>> Begin EXTRACTED RECORDS
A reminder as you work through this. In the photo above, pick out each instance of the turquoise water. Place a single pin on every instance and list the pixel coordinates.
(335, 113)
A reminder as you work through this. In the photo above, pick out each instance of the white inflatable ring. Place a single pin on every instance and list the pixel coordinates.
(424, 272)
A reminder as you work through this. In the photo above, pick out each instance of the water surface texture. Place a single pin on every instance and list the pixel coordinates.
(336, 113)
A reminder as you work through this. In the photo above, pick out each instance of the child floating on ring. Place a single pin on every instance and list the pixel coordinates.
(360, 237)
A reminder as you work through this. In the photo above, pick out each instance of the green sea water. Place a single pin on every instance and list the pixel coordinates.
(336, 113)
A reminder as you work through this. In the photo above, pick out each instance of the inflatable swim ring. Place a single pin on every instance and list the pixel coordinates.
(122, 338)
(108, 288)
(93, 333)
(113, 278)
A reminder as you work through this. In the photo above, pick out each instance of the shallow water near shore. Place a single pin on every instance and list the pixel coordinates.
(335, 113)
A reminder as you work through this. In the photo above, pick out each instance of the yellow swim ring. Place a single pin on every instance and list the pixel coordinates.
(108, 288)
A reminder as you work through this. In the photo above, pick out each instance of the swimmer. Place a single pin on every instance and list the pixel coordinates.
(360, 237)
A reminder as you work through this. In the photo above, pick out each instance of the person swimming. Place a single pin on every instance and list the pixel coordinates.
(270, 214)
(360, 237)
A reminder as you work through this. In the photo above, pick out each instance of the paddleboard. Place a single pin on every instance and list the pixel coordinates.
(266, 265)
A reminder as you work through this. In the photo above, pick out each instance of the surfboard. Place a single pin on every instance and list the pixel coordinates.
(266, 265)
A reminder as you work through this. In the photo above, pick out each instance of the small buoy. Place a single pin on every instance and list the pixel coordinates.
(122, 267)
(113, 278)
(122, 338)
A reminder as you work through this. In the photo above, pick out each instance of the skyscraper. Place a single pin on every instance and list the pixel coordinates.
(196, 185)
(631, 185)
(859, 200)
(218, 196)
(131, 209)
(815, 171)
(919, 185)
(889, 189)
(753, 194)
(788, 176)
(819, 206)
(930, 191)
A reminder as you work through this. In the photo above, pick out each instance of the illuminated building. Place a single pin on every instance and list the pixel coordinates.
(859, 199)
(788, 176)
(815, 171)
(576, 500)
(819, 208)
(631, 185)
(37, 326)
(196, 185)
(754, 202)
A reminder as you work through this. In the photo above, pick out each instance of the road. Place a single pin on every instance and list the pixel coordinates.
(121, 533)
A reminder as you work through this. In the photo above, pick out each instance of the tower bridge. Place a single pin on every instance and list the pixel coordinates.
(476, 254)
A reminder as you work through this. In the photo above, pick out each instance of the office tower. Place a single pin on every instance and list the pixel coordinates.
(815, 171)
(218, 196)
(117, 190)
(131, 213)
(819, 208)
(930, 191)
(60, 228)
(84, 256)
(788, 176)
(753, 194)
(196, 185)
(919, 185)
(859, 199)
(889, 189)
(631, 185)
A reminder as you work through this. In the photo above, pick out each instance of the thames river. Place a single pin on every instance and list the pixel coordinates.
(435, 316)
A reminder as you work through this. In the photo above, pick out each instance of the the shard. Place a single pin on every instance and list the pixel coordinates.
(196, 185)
>> End EXTRACTED RECORDS
Revise the data from the line with "of the office" through the end of the data, changing "pin" to "marker" and leaving everything else as it is.

A reminder as you work through this. In the photo above, pick out each instance of the office tower. Place a single marker on every instance and list the pixel coordinates.
(815, 171)
(218, 196)
(117, 190)
(131, 213)
(819, 208)
(930, 191)
(60, 228)
(84, 256)
(788, 176)
(753, 194)
(196, 185)
(919, 185)
(859, 199)
(889, 189)
(631, 185)
A reminder as you work through this. In the photo above, pick out each instance of the thames river. Place a single marker on every instance and list the pixel coordinates.
(435, 316)
A reminder as you work through this. In the photo above, pick out each instance of the the shard. Place a single marker on every instance and list the pixel coordinates.
(196, 185)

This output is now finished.